# What you have to do:
Output the records below in full, word for word; pictures do not belong in it.

# Image-grounded pointing data:
=-=-=
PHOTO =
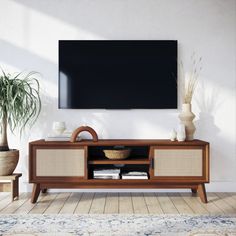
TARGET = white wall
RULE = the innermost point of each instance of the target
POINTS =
(29, 34)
=-=-=
# Exercise result:
PHOTO =
TARGET = white wall
RULE = the innermost point of each instance of the target
POINTS =
(29, 34)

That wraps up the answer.